▶
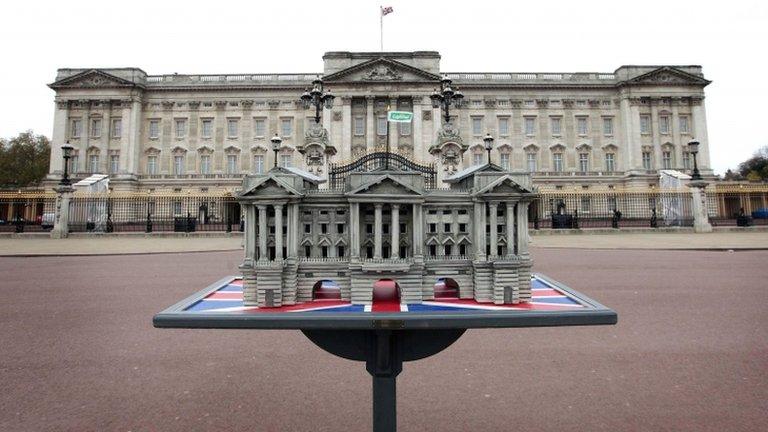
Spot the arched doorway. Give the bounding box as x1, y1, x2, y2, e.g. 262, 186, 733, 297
312, 279, 341, 301
372, 279, 400, 312
435, 278, 459, 299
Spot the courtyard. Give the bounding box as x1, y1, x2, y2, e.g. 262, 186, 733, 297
0, 243, 768, 431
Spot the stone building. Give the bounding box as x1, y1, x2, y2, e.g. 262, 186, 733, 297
237, 152, 535, 307
49, 51, 711, 192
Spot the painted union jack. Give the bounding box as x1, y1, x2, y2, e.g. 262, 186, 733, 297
185, 275, 585, 313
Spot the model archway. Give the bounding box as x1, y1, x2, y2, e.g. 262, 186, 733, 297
435, 278, 459, 299
312, 279, 341, 300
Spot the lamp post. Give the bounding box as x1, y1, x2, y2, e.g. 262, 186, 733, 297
483, 133, 493, 165
270, 134, 283, 168
59, 141, 74, 186
688, 140, 701, 180
301, 78, 336, 124
429, 77, 464, 123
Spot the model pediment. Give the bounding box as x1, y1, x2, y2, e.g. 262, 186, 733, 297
626, 66, 710, 86
323, 57, 440, 82
49, 69, 135, 89
350, 175, 421, 196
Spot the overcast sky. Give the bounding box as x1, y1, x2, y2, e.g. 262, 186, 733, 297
0, 0, 768, 173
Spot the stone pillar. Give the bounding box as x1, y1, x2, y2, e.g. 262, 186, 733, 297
411, 203, 424, 257
517, 201, 530, 257
51, 186, 75, 238
349, 202, 360, 258
507, 201, 515, 256
688, 180, 712, 233
365, 96, 376, 151
389, 204, 400, 258
274, 204, 284, 261
472, 202, 485, 261
48, 101, 69, 175
488, 203, 499, 255
258, 205, 269, 260
373, 203, 383, 258
243, 204, 256, 263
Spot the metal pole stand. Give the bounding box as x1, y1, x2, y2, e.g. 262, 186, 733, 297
302, 330, 465, 432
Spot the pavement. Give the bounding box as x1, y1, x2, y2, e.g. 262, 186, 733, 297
0, 246, 768, 432
0, 231, 768, 256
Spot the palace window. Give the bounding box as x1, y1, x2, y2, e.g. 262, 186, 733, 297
603, 117, 613, 136
200, 119, 213, 138
253, 155, 264, 174
109, 155, 120, 174
91, 119, 101, 138
499, 117, 509, 136
661, 151, 672, 169
149, 120, 160, 139
280, 118, 293, 137
579, 153, 589, 173
640, 115, 651, 134
69, 119, 83, 138
526, 153, 536, 172
576, 117, 587, 136
176, 119, 187, 138
376, 117, 387, 136
253, 118, 267, 138
147, 156, 157, 175
643, 152, 653, 170
200, 155, 211, 174
499, 153, 509, 171
659, 115, 669, 134
549, 117, 563, 136
88, 154, 99, 174
112, 119, 123, 138
227, 155, 237, 174
354, 116, 365, 136
173, 155, 184, 175
472, 117, 483, 136
227, 119, 238, 138
552, 153, 563, 172
525, 117, 536, 136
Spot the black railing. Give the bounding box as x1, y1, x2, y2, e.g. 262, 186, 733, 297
328, 151, 437, 189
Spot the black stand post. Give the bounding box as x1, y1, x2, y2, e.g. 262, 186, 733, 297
302, 329, 466, 432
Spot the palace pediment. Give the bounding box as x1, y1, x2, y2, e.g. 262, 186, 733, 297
347, 174, 422, 197
48, 69, 142, 90
323, 57, 440, 83
622, 66, 711, 86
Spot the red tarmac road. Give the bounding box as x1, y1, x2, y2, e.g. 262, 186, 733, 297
0, 249, 768, 432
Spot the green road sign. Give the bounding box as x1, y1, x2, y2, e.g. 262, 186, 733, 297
387, 111, 413, 123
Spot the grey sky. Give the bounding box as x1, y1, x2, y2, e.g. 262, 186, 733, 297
0, 0, 768, 173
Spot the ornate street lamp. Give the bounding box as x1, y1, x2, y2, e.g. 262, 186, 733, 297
688, 140, 701, 180
301, 78, 336, 124
429, 77, 464, 123
59, 141, 74, 186
270, 134, 283, 168
483, 133, 493, 165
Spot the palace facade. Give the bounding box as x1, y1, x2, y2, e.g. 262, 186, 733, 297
48, 51, 712, 192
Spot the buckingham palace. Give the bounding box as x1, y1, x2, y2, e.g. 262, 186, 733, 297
47, 51, 712, 192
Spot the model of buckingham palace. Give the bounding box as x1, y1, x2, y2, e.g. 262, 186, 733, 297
237, 151, 535, 307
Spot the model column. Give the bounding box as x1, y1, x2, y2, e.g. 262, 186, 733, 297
488, 203, 499, 255
517, 201, 528, 256
373, 203, 382, 259
389, 204, 400, 258
274, 204, 284, 261
258, 205, 269, 260
507, 201, 515, 256
349, 203, 360, 258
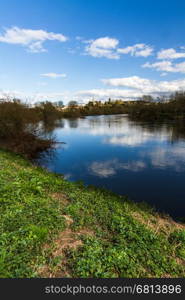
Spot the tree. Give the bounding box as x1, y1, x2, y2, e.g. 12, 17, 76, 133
141, 95, 153, 102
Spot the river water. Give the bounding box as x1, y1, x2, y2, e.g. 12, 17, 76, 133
38, 115, 185, 218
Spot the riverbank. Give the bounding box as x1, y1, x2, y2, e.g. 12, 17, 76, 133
0, 150, 185, 277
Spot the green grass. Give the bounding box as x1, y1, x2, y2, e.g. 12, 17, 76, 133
0, 151, 185, 278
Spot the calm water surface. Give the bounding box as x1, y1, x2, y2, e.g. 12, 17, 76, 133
38, 115, 185, 218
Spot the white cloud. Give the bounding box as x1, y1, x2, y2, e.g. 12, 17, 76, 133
117, 44, 153, 57
85, 37, 120, 59
76, 89, 143, 100
0, 27, 67, 52
40, 73, 67, 79
142, 60, 185, 73
157, 47, 185, 59
102, 76, 185, 95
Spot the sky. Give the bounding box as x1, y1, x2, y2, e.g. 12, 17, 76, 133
0, 0, 185, 103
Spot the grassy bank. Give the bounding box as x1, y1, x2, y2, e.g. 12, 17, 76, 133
0, 150, 185, 277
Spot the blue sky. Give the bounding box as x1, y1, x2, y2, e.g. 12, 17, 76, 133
0, 0, 185, 103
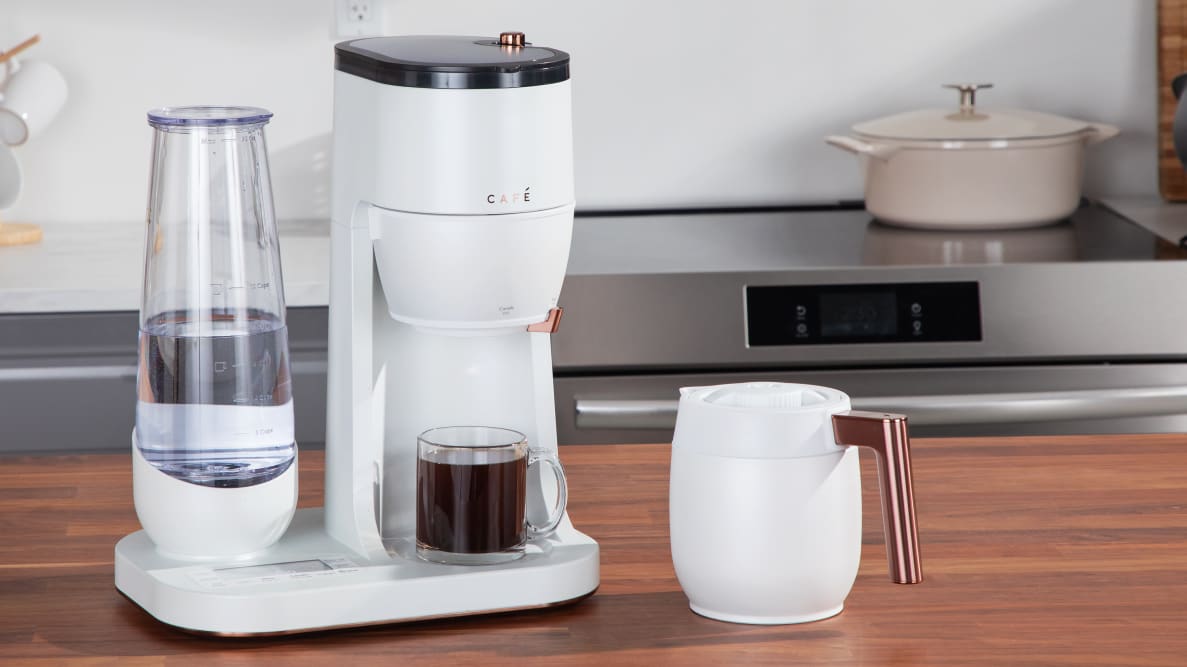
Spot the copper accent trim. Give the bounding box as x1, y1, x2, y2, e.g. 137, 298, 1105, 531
116, 587, 597, 640
832, 411, 923, 584
499, 32, 527, 46
527, 306, 565, 334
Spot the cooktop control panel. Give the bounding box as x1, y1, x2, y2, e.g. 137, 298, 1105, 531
745, 281, 982, 347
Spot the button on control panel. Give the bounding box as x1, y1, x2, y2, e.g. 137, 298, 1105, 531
745, 281, 982, 347
190, 554, 358, 589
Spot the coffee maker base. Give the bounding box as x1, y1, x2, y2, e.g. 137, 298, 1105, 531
115, 508, 599, 636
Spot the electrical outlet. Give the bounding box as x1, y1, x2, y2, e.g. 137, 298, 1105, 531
334, 0, 383, 37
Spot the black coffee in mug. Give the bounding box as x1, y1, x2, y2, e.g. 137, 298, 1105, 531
417, 426, 569, 565
417, 456, 527, 554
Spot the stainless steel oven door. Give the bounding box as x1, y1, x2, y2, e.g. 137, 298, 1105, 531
556, 363, 1187, 444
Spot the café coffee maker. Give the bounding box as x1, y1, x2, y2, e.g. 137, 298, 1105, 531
115, 33, 598, 635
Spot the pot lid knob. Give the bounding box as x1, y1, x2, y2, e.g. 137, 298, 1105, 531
944, 83, 994, 114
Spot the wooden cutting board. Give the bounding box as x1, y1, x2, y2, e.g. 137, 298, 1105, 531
1159, 0, 1187, 202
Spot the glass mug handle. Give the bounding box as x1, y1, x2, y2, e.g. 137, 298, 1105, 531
523, 450, 569, 538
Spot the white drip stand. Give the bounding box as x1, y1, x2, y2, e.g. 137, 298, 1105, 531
115, 439, 599, 636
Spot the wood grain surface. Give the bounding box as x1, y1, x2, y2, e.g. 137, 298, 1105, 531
1159, 0, 1187, 202
0, 434, 1187, 667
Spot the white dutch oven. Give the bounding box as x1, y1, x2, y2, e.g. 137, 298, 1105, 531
825, 84, 1118, 229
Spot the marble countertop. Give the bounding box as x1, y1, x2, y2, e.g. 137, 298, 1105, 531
0, 221, 330, 315
0, 196, 1187, 315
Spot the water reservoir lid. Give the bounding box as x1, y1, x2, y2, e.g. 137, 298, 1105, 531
148, 104, 272, 127
334, 32, 569, 89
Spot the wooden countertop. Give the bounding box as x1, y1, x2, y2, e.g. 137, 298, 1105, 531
0, 434, 1187, 666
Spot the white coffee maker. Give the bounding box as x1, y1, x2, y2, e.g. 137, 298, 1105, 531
115, 33, 598, 635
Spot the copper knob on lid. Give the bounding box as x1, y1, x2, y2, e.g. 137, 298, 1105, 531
499, 32, 527, 46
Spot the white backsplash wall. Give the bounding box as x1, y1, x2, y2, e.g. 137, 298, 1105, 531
0, 0, 1157, 223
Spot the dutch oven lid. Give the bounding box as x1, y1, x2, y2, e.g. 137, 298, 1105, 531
853, 83, 1091, 141
334, 32, 569, 89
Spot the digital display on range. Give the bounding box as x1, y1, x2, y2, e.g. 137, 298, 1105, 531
819, 292, 899, 337
745, 281, 982, 347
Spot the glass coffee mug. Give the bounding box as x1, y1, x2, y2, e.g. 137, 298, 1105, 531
417, 426, 569, 565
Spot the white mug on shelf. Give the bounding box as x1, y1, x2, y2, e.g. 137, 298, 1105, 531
0, 59, 66, 146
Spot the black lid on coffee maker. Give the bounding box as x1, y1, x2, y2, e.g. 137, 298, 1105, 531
334, 32, 569, 89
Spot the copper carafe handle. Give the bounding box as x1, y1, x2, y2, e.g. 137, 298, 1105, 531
832, 411, 923, 584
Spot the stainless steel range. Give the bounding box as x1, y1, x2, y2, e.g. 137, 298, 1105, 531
554, 204, 1187, 443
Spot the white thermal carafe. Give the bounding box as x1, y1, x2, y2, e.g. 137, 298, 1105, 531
116, 33, 598, 634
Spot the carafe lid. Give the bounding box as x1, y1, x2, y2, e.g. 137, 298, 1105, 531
334, 32, 569, 89
148, 104, 272, 127
672, 382, 850, 458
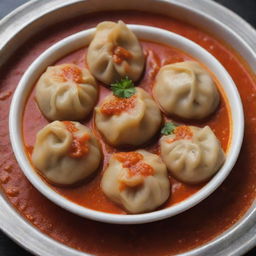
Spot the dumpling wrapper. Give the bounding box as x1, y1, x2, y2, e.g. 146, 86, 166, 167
32, 121, 102, 185
160, 126, 225, 184
35, 64, 98, 121
101, 150, 170, 213
87, 21, 145, 85
153, 61, 219, 119
95, 88, 162, 146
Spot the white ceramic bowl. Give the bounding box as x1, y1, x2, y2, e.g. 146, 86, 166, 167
9, 25, 244, 224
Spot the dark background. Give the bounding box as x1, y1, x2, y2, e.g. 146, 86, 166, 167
0, 0, 256, 256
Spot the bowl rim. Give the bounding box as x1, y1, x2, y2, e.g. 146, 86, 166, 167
9, 25, 244, 224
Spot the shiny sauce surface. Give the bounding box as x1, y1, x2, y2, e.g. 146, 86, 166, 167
0, 11, 256, 256
23, 41, 231, 214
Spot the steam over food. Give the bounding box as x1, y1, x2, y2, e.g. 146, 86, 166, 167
95, 88, 162, 146
160, 126, 225, 183
32, 121, 101, 185
101, 150, 170, 213
87, 21, 145, 85
36, 64, 98, 120
153, 61, 219, 119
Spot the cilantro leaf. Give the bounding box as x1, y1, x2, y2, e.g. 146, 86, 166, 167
161, 122, 177, 135
110, 77, 136, 98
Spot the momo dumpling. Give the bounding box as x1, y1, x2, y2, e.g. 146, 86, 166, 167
35, 64, 98, 120
101, 150, 170, 213
87, 21, 145, 85
95, 88, 162, 146
32, 121, 101, 185
153, 61, 219, 119
160, 126, 225, 183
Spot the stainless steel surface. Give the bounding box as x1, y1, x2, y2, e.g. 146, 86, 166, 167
0, 0, 256, 256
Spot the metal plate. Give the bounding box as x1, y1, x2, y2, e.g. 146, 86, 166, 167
0, 0, 256, 256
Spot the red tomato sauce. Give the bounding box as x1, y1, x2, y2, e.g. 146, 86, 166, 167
100, 95, 136, 116
62, 121, 90, 158
0, 11, 256, 256
114, 152, 154, 177
23, 41, 231, 214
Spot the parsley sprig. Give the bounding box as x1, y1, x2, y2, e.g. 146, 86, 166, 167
161, 122, 177, 135
110, 77, 136, 98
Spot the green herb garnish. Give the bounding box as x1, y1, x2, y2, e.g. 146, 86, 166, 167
110, 77, 136, 98
161, 122, 177, 135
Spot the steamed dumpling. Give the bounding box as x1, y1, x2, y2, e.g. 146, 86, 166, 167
101, 150, 170, 213
32, 121, 101, 185
153, 61, 219, 119
160, 126, 225, 183
87, 21, 145, 84
95, 88, 162, 146
36, 64, 98, 120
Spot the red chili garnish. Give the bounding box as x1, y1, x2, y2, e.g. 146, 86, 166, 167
◀
● **GOAL OF THE EXERCISE**: Quote everything in the records from the line containing "Spot the ornate" down to the line containing "48, 51, 712, 192", both of those lines included, without changing a character.

● **RESPONSE TO THIS EXERCISE**:
Spot the ornate street lamp. Give the bounding box as x1, y1, x2, y2, e.g. 262, 186, 733, 297
688, 140, 701, 180
301, 78, 336, 124
429, 77, 464, 123
59, 141, 74, 186
270, 134, 283, 168
483, 133, 493, 165
Spot the palace facade. Give the bounding box as x1, y1, x2, y2, e.g. 262, 186, 733, 297
48, 51, 712, 192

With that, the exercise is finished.